Goal of the exercise: Could you pick up the text on the Smith chart after its last sentence and continue it?

The visual above is what the Möbius transform actually does: a Cartesian grid in the right half-plane (positive R, any X) becomes a family of circles inside the unit disk. The grid's vertical lines become the orange constant-R circles of the Smith chart. The grid's horizontal lines become the blue constant-X arcs. The transform is a stereographic projection of sorts — it folds the unbounded half-plane into a bounded disk in a way that preserves circles.

Reading the chart, geometrically

The typical RF design task: you have a load Z_L, you want to match it to Z₀, you have a stub of a fixed length to add. The procedure on a Smith chart is:

  1. Plot the normalised load. Compute z = Z_L / Z₀ (a dimensionless complex number). Find the point on the chart where the constant-R circle and the constant-X circle meet.
  2. Walk along a constant-|Γ| circle toward the source. A quarter wavelength lands you at a real impedance (purely resistive), with the same magnitude of mismatch.
  3. Add a stub in parallel — this is a movement along a constant-conductance circle (the chart is symmetric in impedance and admittance; the bottom half is the admittance Smith chart).
  4. Iterate: each element of the matching network is a rotation on the chart. The full network is a sequence of rotations landing at the origin.

On a properly drawn Smith chart, all of this reduces to: read the angle, draw an arc, read the angle, draw an arc. The math is being done visually.

The same problem on a calculator

A standalone calculation: rotate Γ by angle θ (line length ℓ), then find the impedance via Z = Z₀ (1+Γ)/(1−Γ), then convert to admittance via Y = 1/Z, then add a stub admittance, then convert back. The same procedure, six transformations, three or four complex divisions, every step susceptible to a sign error or a missing factor of two.

The chart collapses all of this to: one rotation, one point. The chart is a tool, but it is also a proof that the underlying operations are geometric.

Information shown:

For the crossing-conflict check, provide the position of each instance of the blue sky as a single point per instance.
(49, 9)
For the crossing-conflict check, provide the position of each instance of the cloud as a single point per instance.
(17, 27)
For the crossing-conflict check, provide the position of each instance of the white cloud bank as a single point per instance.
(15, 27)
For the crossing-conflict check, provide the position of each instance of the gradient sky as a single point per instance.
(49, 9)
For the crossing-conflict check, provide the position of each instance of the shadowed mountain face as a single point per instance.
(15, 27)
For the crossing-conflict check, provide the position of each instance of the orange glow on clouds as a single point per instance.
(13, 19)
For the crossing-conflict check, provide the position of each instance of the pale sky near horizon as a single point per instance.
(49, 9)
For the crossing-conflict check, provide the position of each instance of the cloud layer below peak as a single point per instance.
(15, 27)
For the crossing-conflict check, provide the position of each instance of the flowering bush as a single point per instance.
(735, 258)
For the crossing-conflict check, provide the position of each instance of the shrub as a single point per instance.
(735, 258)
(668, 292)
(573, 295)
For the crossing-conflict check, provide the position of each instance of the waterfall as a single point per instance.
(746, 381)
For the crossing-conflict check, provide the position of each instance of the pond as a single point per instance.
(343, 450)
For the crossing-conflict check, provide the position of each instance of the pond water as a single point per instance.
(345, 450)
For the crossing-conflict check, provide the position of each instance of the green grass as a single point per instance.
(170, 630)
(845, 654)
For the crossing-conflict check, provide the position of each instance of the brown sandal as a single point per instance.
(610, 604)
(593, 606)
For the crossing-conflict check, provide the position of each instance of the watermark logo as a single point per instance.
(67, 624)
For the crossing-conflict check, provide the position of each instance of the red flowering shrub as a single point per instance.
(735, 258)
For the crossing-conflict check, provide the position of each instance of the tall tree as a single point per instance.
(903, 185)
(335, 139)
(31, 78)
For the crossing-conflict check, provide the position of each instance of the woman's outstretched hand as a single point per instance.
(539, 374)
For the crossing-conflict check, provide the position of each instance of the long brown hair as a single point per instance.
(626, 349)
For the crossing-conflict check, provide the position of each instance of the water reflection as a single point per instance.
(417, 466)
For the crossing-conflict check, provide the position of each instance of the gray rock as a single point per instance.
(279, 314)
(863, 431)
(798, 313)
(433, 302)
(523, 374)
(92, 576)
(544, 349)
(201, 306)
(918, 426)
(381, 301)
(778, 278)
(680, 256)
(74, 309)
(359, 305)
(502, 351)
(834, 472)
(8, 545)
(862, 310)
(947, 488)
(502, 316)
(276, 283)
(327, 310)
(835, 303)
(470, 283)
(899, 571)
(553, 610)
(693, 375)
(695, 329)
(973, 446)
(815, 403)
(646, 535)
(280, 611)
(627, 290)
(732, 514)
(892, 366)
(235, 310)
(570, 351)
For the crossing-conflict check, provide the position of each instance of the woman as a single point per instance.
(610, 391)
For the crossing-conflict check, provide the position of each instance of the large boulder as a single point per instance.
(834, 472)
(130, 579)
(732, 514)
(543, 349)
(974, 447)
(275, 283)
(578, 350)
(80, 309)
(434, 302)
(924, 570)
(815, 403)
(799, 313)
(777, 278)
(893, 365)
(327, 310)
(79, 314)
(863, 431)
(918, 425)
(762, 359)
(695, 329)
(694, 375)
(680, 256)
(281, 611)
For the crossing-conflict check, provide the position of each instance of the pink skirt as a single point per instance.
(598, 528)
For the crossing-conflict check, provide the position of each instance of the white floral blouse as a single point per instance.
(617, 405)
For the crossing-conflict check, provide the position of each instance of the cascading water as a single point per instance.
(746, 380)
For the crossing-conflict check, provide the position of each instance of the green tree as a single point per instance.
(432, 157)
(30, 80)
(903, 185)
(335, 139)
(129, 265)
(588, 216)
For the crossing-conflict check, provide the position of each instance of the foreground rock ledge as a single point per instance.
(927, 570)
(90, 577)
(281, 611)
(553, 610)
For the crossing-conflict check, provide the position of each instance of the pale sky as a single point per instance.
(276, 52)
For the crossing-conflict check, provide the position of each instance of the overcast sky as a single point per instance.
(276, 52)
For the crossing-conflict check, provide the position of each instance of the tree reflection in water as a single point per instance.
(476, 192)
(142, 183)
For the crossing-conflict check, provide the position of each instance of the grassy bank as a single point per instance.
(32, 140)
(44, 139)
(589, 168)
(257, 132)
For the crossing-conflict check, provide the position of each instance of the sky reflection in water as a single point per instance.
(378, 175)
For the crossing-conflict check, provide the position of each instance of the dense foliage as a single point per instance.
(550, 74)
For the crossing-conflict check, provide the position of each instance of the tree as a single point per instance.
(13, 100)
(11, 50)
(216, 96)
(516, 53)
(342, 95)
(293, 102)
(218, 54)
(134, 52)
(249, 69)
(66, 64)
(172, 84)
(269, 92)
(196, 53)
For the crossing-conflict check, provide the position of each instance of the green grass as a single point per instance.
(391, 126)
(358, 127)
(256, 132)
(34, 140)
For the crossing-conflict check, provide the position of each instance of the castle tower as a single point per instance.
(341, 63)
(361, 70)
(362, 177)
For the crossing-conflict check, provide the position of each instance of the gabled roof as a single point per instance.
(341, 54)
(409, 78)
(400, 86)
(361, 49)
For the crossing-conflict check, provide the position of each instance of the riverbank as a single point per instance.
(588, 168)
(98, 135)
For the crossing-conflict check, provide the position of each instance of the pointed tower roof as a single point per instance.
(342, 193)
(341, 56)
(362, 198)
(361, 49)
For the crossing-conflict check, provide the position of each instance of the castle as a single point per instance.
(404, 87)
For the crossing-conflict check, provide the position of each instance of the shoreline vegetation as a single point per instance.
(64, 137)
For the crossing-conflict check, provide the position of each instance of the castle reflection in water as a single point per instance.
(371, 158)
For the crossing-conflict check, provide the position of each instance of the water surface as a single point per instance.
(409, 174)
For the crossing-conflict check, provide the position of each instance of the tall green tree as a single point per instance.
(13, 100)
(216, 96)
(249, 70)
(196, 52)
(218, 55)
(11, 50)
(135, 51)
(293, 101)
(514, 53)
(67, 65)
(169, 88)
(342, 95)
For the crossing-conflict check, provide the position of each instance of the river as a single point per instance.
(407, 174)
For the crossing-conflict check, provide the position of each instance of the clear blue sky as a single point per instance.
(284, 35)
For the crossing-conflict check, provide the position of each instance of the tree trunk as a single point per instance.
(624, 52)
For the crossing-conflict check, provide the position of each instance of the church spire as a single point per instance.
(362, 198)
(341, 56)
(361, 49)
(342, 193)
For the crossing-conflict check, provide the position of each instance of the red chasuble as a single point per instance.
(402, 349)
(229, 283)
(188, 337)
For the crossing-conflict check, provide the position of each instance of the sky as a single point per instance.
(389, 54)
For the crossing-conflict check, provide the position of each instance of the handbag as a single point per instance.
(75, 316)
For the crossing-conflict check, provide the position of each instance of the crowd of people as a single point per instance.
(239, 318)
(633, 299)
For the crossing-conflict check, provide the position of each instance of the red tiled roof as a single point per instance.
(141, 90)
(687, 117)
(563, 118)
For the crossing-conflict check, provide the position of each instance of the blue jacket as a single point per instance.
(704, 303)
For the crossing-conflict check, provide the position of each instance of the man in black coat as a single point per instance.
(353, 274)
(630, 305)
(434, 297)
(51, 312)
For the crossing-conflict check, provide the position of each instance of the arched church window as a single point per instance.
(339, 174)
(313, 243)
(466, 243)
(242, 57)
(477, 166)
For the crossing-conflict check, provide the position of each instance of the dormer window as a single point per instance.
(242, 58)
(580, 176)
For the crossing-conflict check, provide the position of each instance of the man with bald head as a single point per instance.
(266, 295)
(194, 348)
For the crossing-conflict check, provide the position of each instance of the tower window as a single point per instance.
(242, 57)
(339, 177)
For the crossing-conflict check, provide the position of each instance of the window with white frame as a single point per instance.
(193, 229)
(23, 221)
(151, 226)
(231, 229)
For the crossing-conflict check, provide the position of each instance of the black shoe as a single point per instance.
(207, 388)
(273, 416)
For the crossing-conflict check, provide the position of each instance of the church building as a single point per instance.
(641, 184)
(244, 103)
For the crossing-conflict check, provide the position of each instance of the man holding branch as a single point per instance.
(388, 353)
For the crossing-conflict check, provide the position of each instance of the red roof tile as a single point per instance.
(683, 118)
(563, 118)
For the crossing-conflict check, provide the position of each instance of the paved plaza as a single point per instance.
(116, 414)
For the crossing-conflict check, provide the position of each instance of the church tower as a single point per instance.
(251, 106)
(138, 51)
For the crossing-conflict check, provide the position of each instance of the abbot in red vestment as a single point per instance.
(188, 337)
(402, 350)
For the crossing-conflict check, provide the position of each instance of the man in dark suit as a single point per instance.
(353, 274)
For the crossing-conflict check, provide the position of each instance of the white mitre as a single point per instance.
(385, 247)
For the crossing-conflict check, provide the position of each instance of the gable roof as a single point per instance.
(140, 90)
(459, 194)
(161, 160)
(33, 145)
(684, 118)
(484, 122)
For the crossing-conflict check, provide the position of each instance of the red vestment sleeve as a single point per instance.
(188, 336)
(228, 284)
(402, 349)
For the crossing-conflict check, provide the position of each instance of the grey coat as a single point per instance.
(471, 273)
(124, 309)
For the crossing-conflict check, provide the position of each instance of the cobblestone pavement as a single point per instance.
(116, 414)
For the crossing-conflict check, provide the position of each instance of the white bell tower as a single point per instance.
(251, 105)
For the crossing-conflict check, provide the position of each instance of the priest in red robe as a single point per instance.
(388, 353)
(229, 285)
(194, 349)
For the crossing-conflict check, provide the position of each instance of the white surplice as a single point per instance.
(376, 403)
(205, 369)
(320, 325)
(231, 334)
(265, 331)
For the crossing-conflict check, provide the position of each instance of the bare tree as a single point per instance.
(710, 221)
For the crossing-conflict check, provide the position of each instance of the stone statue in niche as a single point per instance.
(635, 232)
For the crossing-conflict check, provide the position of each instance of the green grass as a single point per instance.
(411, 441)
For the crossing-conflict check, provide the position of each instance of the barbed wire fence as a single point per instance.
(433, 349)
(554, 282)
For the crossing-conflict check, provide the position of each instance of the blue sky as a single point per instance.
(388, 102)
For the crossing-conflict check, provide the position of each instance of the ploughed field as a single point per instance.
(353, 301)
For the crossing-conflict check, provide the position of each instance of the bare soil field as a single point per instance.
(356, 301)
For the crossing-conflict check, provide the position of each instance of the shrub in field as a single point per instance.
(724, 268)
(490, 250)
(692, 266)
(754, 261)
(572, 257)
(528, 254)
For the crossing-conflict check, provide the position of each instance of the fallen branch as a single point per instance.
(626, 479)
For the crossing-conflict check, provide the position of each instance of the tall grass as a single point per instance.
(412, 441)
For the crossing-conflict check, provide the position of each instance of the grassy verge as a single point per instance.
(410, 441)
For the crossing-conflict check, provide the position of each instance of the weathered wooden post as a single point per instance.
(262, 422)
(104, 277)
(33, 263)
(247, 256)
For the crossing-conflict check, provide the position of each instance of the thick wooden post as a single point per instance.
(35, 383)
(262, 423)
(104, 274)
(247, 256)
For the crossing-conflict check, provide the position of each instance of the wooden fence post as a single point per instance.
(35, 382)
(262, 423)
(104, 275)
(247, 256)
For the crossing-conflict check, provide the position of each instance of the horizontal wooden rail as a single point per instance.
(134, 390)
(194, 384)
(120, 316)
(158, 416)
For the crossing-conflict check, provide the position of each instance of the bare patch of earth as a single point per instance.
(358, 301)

Reply:
Why this post exists

The Smith chart is a teaching case for a broader truth: the easiest computations often hide the deepest geometry. A well-drawn picture can be both a faster tool and a deeper proof. The same pattern shows up in:

  • The Argand diagram, where a complex multiply becomes a rotation-and-scale
  • The S-parameter flow graph, where a feedback loop becomes a Mason's-rule summation drawn in circles
  • Thevenin/Norton equivalent circuits, where any linear two-terminal network becomes a point on the (R, I) plane

The lab at the top of this post is a playground for the chart's geometry — drag the controls, watch the Γ vector sweep, observe how the line length is just a rotation. The lab above the "Walking down the line" section uses the conformal grid to show the underlying Möbius transform in action, mapping a Cartesian grid onto the chart's circles. The two labs are the same math, drawn two ways: the chart as a tool, the grid as the transform.

Reading further

  • Pozar, Microwave Engineering, 4th ed. — chapter 3, the cleanest derivation of the Smith chart from the Möbius transform
  • Gonzalez, Microwave Transistor Amplifiers, 2nd ed. — chapter 2, the impedance/admittance symmetry treated as a stereographic projection
  • Apostol, Modular Functions and Dirichlet Series in Number Theory — chapter 2, the deeper geometry: the upper half-plane and the modular group. The Smith chart is the same construction in disguise.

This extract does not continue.